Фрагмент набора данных
___

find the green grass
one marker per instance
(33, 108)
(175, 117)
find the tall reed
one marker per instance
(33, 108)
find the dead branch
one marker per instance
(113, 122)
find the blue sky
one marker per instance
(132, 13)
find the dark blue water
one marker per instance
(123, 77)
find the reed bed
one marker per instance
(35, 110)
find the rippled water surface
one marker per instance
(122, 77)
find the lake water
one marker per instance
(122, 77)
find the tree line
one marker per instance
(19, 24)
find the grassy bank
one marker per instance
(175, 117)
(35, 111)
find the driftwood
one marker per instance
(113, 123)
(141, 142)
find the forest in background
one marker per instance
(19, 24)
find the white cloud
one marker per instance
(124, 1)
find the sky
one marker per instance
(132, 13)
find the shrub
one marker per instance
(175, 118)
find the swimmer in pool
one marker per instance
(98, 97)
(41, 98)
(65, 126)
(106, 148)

___

**ОПИСАНИЕ ЗАДАНИЯ**
Выведите все строки приведенного выше материала в виде нумерованного списка, пропустив пустые строки.

**ОТВЕТ**
1. find the green grass
2. one marker per instance
3. (33, 108)
4. (175, 117)
5. find the tall reed
6. one marker per instance
7. (33, 108)
8. find the dead branch
9. one marker per instance
10. (113, 122)
11. find the blue sky
12. one marker per instance
13. (132, 13)
14. find the dark blue water
15. one marker per instance
16. (123, 77)
17. find the reed bed
18. one marker per instance
19. (35, 110)
20. find the rippled water surface
21. one marker per instance
22. (122, 77)
23. find the lake water
24. one marker per instance
25. (122, 77)
26. find the tree line
27. one marker per instance
28. (19, 24)
29. find the grassy bank
30. one marker per instance
31. (175, 117)
32. (35, 111)
33. find the driftwood
34. one marker per instance
35. (113, 123)
36. (141, 142)
37. find the forest in background
38. one marker per instance
39. (19, 24)
40. find the white cloud
41. one marker per instance
42. (124, 1)
43. find the sky
44. one marker per instance
45. (132, 13)
46. find the shrub
47. one marker per instance
48. (175, 118)
49. find the swimmer in pool
50. one marker per instance
51. (98, 97)
52. (41, 98)
53. (65, 126)
54. (106, 148)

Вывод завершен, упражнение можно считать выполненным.